Exercise goal: Where the line with "of the dense" appears in the records below, start there and transcribe each line exactly through the last.

Source data:
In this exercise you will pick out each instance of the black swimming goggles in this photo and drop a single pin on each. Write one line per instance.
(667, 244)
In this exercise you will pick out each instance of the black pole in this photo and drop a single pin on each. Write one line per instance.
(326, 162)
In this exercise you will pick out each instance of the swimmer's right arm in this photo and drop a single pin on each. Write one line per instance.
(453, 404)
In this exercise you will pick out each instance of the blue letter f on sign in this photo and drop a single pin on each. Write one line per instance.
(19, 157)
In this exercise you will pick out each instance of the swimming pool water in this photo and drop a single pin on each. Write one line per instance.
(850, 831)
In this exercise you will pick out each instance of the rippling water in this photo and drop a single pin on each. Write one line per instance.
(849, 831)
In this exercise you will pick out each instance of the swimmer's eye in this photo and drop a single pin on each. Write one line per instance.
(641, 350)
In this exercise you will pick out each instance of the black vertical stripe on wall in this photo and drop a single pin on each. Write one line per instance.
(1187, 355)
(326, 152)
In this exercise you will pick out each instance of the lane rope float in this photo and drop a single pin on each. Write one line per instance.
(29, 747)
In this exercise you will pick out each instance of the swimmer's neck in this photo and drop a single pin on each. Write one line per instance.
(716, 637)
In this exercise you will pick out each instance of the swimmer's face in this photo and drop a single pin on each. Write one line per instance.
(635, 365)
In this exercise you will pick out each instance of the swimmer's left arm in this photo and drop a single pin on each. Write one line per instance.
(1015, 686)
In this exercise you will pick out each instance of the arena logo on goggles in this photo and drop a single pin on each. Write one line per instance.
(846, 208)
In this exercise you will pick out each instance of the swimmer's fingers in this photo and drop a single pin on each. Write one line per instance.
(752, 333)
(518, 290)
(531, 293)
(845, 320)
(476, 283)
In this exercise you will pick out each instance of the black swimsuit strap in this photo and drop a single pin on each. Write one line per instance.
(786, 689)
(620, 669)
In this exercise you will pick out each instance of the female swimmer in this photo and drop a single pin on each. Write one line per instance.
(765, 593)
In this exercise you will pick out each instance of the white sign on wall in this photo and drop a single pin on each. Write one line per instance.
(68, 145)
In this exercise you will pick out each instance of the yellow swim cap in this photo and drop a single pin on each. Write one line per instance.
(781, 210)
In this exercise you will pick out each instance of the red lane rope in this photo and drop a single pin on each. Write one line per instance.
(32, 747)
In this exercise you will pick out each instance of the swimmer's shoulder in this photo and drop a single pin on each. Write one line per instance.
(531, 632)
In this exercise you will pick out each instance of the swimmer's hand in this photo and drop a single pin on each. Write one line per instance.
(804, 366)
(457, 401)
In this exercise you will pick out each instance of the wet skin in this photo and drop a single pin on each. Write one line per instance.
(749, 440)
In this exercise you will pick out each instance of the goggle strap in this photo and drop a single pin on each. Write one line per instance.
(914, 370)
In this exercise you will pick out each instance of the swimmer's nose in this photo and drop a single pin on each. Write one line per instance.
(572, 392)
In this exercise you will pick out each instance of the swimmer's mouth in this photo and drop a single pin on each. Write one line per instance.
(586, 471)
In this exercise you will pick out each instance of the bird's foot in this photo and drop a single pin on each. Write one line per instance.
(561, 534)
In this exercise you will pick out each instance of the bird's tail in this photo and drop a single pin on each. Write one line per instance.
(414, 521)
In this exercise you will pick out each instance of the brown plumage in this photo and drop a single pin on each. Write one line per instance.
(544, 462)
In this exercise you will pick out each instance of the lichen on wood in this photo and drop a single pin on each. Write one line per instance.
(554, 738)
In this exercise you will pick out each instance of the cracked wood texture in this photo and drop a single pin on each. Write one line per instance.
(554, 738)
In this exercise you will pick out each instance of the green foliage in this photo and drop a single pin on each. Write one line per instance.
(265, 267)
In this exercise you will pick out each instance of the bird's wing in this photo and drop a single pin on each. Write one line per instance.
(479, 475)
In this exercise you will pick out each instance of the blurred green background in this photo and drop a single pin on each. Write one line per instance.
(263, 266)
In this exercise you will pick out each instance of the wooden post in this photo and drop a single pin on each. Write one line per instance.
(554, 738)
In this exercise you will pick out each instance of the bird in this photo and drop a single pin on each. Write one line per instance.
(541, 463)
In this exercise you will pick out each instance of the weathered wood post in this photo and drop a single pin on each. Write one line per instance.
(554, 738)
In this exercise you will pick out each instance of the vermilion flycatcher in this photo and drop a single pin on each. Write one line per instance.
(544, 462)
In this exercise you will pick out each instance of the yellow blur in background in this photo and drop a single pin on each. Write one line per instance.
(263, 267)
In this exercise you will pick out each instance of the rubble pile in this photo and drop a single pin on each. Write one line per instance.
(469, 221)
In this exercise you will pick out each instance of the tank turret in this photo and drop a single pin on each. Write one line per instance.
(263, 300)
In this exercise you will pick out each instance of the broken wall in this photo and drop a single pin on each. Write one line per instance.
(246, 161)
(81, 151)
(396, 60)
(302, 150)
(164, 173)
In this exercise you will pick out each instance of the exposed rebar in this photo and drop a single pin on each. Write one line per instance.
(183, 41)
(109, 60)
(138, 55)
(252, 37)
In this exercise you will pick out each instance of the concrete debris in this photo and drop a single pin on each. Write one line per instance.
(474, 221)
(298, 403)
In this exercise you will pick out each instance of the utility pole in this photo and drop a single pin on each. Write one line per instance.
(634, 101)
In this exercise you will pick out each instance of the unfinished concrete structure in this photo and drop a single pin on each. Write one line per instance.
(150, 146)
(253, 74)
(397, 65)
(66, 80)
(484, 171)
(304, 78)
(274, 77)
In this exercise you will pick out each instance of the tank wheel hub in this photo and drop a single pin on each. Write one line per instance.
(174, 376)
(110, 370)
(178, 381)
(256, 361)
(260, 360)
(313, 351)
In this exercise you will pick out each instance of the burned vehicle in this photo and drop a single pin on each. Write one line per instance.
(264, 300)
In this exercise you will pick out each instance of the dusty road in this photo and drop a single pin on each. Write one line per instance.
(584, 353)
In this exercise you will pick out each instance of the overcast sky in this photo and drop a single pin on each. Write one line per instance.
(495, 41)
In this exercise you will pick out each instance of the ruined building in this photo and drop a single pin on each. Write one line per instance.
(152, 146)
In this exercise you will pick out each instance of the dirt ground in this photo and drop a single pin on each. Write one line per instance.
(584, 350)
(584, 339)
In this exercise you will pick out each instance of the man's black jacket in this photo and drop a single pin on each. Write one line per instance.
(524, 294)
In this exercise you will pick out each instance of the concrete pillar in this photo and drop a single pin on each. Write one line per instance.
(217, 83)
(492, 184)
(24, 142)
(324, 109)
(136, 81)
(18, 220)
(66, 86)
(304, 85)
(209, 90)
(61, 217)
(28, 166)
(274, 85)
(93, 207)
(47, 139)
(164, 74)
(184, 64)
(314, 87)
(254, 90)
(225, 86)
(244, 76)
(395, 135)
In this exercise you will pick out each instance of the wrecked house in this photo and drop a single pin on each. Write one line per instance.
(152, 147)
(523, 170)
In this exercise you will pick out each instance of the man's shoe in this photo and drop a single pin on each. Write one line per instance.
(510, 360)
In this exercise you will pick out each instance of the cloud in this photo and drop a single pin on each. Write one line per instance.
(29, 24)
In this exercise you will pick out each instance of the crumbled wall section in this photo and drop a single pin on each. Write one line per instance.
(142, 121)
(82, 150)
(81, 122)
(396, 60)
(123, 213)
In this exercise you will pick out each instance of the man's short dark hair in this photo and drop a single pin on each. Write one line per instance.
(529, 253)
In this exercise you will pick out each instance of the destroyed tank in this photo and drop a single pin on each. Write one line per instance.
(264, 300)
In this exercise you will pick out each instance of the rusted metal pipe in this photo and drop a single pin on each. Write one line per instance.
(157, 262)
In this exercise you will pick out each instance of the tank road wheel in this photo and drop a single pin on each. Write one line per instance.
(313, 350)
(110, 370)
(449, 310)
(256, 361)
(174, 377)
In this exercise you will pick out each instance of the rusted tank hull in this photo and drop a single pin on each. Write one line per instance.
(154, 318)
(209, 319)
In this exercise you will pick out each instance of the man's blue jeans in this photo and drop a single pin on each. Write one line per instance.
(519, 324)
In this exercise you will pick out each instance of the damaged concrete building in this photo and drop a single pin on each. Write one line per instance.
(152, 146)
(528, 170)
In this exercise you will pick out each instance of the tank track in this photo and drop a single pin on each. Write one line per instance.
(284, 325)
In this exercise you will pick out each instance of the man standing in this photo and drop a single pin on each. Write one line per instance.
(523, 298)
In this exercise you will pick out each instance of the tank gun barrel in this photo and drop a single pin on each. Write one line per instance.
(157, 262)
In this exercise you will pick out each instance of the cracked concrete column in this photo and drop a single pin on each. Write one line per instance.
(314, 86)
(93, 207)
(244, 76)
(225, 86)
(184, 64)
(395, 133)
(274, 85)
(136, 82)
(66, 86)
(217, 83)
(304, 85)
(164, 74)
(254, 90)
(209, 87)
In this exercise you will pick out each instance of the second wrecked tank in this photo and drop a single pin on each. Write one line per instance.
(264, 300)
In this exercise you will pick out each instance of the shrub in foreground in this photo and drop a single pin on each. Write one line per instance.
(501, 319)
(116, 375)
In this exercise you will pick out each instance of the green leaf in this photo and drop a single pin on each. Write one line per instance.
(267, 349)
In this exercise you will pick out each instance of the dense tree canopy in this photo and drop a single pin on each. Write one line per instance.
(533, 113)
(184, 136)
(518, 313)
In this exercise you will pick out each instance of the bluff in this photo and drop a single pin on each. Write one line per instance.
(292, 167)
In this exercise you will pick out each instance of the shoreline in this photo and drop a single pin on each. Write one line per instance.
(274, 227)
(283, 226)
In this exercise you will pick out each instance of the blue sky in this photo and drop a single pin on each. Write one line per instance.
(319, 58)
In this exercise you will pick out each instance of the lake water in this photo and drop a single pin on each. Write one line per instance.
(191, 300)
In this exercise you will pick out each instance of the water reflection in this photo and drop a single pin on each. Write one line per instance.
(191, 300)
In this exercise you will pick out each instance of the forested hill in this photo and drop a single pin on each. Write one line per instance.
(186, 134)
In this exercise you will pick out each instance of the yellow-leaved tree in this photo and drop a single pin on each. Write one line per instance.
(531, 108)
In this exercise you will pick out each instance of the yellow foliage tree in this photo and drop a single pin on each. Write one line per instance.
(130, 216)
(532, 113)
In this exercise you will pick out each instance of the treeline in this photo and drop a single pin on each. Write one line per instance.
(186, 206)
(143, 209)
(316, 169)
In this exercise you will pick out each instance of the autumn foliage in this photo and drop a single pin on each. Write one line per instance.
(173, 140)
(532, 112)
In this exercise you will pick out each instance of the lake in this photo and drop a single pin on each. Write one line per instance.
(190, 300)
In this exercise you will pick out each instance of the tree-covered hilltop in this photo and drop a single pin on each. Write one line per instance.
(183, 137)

Output of the task:
In this exercise you will pick out each instance of the dense tree canopy in this photo and drop a single pin on each. Write one line per instance.
(533, 113)
(184, 136)
(518, 313)
In this exercise you will pick out each instance of the bluff in this photo and drop a single pin on each. Write one line per instance.
(292, 167)
In this exercise you will pick out each instance of the shoreline in this photo and drop a single pin on each. Write one line per instance.
(274, 227)
(283, 226)
In this exercise you will pick out each instance of the blue sky in this photo and drop a single pin on each. Write one line per instance.
(319, 58)
In this exercise you will pick out each instance of the lake water in this photo and drop a single pin on each. Write one line per instance.
(191, 300)
In this exercise you will pick out each instance of the water reflection in this photo and drop a single pin on each. Write one line per instance.
(191, 300)
In this exercise you will pick out each instance of the forested hill in this photo and drop a single pin on each. Write one line per instance.
(186, 134)
In this exercise you will pick out each instance of the yellow-leaved tree in this photo and drop a single pin on each. Write one line per instance.
(531, 108)
In this exercise you will pick out each instance of the yellow foliage tree in this photo and drop a single pin on each. Write one line per instance.
(130, 216)
(532, 113)
In this exercise you will pick out each instance of the treeline in this photo and drop a single pin on each. Write one line per instance.
(186, 206)
(143, 209)
(316, 169)
In this exercise you will pick out each instance of the autumn foliage in this photo and drop a single pin on each. Write one line per instance.
(173, 140)
(532, 112)
In this exercise you will pick out each instance of the lake in this photo and drop a single pin on each. Write one line per instance.
(190, 300)
In this exercise you will pick out each instance of the tree-covered hilltop in this photo and drop a single pin on each. Write one line per instance.
(183, 137)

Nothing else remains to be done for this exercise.